→ **To do**:
a) According to the bra-ket explanation, what size of matrix would the pictorial form of a general matrix imply if it were read as standard text?
b) Decide whether each statement agrees with the bra-ket explanation, and back each yes or no with the deciding words quoted from it: (i) any matrix can be written in bra-ket notation; (ii) the pictorial form of a general matrix stays hard to see even with experience; (iii) the way a matrix maps can be found by checking how each non-zero term acts on the basis states.

→ **Excerpted text**:
▶

Lets understand this first using Bra-Ket notation then we move on to answering : what does a matrix maps by just looking at it.
Lets get some basics out of the way,
the vectors $\vert 0 \rangle$ and $\vert 1 \rangle$ are represented by,
\begin{equation}
\vert 0 \rangle = \begin{bmatrix} 1 \\ 0 \end{bmatrix} \ \ \ \ \ \& \ \ \
\vert 1 \rangle = \begin{bmatrix} 0 \\ 1 \end{bmatrix}.
\end{equation}
This implies,
\begin{equation}
\vert 0 \rangle \langle 1\vert = \begin{bmatrix} 0 & 1 \\ 0 & 0 \end{bmatrix}
\ \ \ \ \ \& \ \ \
\vert 1 \rangle \langle 0\vert = \begin{bmatrix} 0 & 0 \\ 1 & 0 \end{bmatrix}.
\end{equation}
Now, I can write my $X$ gate as,
\begin{equation}
X = \begin{bmatrix} 0 & 1 \\ 1 & 0 \end{bmatrix} = \begin{bmatrix} 0 & 1 \\ 0 & 0 \end{bmatrix}
+ \begin{bmatrix} 0 & 0 \\ 1 & 0 \end{bmatrix} = \vert 0 \rangle \langle 1\vert + \vert 1 \rangle \langle 0\vert .
\end{equation}
The term $\vert 1 \rangle \langle 0\vert$ maps $\vert 0 \rangle \rightarrow \vert 1 \rangle$, and the term $\vert 0 \rangle \langle 1\vert$ maps $\vert 0 \rangle \rightarrow \vert 1 \rangle$. You can see this by:
\begin{equation}
\left(\vert 0 \rangle \langle 1 \vert\right) \vert 1\rangle = \vert 0 \rangle
\ \ \ \ \ \& \ \ \
\left(\vert 1 \rangle \langle 0 \vert\right) \vert 0\rangle = \vert 1 \rangle.
\end{equation}
Given a matix you can always write it in this bra-ket notation, and easily see how it maps.
As you gain experience working with these it is easy to see that a general matrix pictorially can be represented as,
\begin{equation}
\begin{bmatrix} a & b \\ c & d \end{bmatrix} = \begin{bmatrix} a\vert 0 \rangle\langle 0 \vert & b \vert 0 \rangle\langle 1 \vert \\ c\vert 1 \rangle\langle 0 \vert & d\vert 1 \rangle\langle 1 \vert \end{bmatrix}
\end{equation}
Note the word pictorially, cause the way I wrote it, in standard text it would imply a $4\times4$ matrix. Now given a matrix you can easily work out how each of the non-zero term acts on the basis states $\vert 0 \rangle, \vert 1 \rangle$ ans see where the matrix maps to.
For example,
\begin{equation}
Z = \begin{bmatrix}1 & 0 \\ 0 & -1 \end{bmatrix}
\end{equation}
has non-zero terms $\vert 0 \rangle\langle0 \vert$ which maps $\vert 0 \rangle \rightarrow \vert 0 \rangle$, and $-\vert 1 \rangle\langle1 \vert$ which maps $\vert 1 \rangle \rightarrow -\vert 1 \rangle$.

◀

→ **Listed records**:
▶

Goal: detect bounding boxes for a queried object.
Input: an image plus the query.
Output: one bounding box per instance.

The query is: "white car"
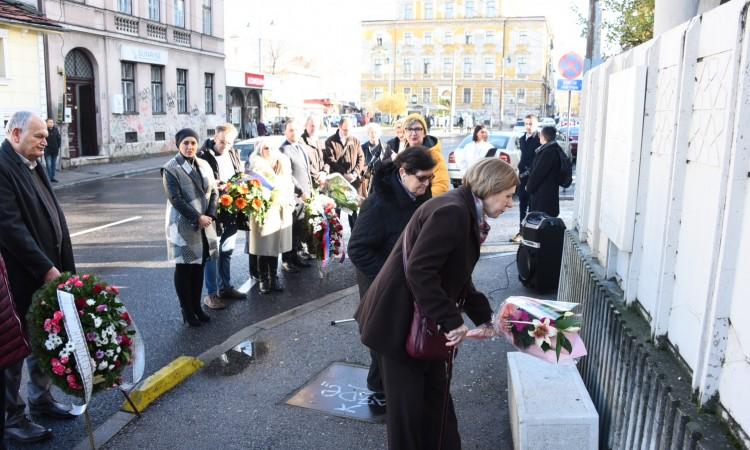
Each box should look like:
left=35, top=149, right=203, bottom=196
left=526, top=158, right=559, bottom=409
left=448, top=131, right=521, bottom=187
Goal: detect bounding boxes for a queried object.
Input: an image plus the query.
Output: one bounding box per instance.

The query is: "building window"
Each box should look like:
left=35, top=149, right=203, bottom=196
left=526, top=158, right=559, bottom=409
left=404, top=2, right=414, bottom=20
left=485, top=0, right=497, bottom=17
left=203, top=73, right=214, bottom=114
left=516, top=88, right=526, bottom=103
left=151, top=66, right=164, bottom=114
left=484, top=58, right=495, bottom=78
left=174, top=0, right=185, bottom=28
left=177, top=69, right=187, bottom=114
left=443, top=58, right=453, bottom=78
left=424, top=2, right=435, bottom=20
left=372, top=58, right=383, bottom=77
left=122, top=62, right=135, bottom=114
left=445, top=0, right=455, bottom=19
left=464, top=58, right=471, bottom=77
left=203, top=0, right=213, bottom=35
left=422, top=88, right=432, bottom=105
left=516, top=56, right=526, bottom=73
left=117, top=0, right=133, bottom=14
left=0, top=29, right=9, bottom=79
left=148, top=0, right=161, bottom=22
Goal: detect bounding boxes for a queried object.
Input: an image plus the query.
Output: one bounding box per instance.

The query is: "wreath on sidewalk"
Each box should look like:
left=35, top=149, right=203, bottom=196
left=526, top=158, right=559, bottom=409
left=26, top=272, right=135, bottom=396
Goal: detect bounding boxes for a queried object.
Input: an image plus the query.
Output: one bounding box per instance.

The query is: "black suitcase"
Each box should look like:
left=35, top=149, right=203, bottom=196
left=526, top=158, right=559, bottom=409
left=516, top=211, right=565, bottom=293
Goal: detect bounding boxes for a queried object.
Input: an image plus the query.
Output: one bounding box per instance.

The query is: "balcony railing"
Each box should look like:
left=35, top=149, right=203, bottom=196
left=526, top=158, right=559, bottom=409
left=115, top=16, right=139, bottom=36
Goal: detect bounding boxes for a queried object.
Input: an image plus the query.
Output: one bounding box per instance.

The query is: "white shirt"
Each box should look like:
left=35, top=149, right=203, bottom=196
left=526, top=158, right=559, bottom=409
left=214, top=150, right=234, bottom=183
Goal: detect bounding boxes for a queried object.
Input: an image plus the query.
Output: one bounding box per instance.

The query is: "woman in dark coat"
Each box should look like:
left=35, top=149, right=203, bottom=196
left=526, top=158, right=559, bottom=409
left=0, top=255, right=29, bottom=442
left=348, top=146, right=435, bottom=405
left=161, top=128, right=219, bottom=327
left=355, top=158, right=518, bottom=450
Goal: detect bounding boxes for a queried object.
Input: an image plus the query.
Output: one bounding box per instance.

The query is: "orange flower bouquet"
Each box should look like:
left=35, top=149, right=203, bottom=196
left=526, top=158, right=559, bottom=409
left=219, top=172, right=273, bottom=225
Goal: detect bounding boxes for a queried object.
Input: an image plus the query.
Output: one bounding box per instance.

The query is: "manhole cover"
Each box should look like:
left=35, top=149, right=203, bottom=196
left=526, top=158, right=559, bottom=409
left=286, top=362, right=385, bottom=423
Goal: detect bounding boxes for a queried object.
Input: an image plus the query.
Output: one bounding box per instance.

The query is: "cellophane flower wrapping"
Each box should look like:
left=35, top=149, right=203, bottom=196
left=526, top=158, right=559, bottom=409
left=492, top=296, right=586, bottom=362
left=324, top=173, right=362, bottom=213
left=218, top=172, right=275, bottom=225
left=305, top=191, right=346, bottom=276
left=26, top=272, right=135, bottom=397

◀

→ **Solutions to the exercise**:
a) A 4×4 matrix.

b)
(i) Yes: "Given a matix you can always write it in this bra-ket notation"
(ii) No: "As you gain experience working with these it is easy to see that a general matrix pictorially can be represented as"
(iii) Yes: "you can easily work out how each of the non-zero term acts on the basis states"